WORK REQUEST: Scan the entries that follow and copy out every line containing "building".

*** RECORD SET ***

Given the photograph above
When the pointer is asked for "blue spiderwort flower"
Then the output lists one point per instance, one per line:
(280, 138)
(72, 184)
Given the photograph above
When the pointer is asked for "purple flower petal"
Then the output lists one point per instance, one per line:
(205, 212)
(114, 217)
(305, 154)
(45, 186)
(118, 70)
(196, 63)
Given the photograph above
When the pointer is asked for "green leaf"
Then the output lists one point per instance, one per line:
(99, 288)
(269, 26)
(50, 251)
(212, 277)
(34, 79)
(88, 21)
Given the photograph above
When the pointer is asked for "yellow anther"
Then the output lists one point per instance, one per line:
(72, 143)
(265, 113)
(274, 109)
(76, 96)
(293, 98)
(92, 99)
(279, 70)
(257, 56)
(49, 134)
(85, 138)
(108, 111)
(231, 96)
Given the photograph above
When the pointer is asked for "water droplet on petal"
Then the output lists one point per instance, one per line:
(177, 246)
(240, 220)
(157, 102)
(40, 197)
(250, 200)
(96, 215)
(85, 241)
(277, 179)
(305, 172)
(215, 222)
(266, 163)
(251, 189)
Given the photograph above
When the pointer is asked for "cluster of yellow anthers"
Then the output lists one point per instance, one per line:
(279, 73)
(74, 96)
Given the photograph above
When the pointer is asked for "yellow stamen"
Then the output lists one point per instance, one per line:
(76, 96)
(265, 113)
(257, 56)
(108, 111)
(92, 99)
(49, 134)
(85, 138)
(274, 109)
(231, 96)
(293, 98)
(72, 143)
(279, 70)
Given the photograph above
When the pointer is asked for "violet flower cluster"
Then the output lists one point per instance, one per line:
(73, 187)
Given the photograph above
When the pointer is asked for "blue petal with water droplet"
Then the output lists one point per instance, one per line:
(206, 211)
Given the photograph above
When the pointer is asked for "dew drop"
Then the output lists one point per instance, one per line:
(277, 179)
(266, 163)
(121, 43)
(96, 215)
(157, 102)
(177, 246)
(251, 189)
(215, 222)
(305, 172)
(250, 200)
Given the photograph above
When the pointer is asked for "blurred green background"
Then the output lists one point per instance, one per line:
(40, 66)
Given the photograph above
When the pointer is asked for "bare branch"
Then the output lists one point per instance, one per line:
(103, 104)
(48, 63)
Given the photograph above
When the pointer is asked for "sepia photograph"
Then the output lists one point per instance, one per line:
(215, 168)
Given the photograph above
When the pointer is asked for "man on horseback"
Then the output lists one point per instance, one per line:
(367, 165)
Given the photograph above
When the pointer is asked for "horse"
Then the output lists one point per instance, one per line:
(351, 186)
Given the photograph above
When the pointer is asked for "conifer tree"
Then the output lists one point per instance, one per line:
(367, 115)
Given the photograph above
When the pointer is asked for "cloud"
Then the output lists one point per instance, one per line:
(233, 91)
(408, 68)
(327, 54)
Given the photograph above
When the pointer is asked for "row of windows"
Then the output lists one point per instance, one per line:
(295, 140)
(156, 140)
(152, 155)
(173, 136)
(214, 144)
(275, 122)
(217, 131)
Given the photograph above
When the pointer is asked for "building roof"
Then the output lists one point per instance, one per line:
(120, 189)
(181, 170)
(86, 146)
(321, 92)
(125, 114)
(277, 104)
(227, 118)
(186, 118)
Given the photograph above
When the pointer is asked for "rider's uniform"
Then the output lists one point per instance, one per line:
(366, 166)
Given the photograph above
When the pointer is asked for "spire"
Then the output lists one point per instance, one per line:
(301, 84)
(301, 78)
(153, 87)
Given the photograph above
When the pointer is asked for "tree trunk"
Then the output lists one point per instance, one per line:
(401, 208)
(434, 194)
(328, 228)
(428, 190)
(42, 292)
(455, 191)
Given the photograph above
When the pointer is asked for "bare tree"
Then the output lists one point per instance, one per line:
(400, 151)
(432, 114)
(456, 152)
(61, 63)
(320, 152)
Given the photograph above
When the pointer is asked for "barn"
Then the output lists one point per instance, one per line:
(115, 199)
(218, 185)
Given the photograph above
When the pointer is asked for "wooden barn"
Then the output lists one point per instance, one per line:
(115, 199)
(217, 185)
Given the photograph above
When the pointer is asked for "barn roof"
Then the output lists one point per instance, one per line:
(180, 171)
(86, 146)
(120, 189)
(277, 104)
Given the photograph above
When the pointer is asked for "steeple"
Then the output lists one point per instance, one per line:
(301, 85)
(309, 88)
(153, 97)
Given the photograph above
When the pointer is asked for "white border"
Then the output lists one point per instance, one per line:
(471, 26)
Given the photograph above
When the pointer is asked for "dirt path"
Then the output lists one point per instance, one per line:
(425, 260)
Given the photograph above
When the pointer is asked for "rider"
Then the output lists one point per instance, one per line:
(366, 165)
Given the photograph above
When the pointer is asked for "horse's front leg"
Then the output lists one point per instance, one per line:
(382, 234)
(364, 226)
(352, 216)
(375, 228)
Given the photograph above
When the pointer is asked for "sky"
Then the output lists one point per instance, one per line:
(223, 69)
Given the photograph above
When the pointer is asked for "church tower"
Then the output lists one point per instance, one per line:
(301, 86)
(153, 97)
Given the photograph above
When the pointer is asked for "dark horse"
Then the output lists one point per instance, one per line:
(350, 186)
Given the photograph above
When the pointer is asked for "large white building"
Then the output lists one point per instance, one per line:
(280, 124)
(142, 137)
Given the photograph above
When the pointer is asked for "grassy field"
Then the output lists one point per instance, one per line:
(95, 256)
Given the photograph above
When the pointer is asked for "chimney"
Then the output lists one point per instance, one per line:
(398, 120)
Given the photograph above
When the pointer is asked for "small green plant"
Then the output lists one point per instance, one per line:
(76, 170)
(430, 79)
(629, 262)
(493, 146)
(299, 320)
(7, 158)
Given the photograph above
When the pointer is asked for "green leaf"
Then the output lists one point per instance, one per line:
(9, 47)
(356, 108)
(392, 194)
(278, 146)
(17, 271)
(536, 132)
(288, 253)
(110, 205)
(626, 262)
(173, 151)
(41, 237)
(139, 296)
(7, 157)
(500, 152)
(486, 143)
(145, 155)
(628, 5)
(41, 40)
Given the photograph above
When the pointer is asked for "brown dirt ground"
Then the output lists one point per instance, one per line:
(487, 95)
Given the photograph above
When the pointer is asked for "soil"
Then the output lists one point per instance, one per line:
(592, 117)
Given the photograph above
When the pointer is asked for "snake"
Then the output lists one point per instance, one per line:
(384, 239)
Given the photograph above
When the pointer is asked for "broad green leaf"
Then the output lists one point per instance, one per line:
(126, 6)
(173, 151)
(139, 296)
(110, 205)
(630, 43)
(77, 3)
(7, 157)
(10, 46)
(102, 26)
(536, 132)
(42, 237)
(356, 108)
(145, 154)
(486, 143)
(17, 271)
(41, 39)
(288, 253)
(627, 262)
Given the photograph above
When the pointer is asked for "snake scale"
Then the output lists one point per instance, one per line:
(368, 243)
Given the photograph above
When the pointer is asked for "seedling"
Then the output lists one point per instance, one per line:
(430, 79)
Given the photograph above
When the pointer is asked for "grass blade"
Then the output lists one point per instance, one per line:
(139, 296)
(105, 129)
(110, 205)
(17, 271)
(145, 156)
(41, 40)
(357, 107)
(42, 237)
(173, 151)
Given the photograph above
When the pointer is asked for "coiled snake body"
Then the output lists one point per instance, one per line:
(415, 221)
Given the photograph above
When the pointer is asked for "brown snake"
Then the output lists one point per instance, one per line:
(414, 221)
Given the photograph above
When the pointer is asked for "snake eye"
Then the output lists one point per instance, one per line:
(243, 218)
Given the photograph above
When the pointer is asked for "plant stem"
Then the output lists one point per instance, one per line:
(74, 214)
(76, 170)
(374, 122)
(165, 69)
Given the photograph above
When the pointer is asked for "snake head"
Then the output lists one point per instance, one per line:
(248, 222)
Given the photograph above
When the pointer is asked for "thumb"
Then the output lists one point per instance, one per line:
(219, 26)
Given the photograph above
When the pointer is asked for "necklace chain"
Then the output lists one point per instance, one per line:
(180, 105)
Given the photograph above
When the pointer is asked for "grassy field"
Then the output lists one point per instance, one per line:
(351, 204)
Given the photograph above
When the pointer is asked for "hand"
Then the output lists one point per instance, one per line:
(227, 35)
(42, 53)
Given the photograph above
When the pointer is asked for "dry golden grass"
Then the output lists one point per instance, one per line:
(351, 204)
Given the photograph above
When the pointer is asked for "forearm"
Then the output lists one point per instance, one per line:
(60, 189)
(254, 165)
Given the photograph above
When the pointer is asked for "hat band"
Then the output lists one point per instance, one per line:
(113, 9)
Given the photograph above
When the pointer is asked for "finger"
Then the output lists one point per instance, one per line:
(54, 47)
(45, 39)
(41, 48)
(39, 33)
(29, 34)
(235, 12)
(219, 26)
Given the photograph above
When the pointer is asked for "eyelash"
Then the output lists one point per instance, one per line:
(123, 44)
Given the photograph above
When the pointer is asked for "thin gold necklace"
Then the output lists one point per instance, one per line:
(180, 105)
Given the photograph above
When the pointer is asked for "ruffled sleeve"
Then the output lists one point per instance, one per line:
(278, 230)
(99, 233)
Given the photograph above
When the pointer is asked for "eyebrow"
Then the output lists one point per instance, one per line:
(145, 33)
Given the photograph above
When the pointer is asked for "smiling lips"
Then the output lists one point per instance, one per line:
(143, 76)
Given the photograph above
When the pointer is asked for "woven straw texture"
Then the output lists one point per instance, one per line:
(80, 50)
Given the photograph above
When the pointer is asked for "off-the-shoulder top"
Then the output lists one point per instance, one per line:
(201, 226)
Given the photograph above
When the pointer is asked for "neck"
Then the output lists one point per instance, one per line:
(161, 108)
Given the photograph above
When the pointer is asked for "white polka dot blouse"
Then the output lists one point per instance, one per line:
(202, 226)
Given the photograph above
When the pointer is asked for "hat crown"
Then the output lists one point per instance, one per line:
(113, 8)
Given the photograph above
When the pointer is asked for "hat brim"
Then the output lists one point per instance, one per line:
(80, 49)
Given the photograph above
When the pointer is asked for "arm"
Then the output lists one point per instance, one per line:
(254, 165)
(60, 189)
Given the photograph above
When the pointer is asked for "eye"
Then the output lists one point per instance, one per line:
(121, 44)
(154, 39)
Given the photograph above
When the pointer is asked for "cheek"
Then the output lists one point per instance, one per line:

*** End of RECORD SET ***

RESPONSE AREA:
When the pointer is asked for "building roof"
When the pointer is asked for "large white building"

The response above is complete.